### Listed entries

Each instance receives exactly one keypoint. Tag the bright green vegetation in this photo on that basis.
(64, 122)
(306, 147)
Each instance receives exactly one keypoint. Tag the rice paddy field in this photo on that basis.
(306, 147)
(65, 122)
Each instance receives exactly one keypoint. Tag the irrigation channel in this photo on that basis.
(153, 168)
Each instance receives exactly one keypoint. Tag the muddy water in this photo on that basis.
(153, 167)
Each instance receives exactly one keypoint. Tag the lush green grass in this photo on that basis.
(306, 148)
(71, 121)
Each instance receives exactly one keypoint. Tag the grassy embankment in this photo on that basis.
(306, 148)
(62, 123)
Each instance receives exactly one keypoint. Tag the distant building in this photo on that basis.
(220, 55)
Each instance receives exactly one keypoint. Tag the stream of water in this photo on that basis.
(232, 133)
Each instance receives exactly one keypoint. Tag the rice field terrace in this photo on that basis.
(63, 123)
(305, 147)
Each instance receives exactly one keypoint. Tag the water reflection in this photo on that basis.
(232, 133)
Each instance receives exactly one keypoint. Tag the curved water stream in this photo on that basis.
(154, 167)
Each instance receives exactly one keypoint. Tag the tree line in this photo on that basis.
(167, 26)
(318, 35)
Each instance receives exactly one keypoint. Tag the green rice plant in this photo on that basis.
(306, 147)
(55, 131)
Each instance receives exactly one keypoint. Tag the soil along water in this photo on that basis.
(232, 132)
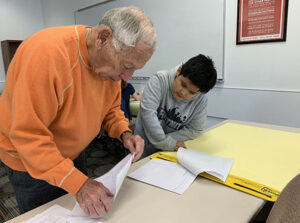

### Short exercise
Starting at the line that contains "Each instance receives exactly one keypoint. Tag the stream" and continuing through the end of the material, can you copy every line with each point coordinate offset by 128, leaving out the picture?

### Task response
Each instance receives exactly one keypoint. Tag the stream of water in this photo on that basis.
(360, 261)
Each instance receives exactly one keypoint. Tag the rice field terrace in this photo on that basis.
(191, 251)
(433, 275)
Each instance receives exactly one keypoint. Tag the water reflection in this photo on that basis.
(360, 261)
Each instance receives exactly one keypoint. Tag the curved water stream in this photo on that basis.
(282, 295)
Each instance receives exactly one keypoint. Tag the tree line in this photo on that basis.
(295, 154)
(446, 163)
Each instance receives exactly one keypoint. Tag the green rice plant in this photo on that basis.
(434, 275)
(183, 259)
Each instance receives exactly one keypoint. Tag the soil along water in this photo on that basis.
(360, 260)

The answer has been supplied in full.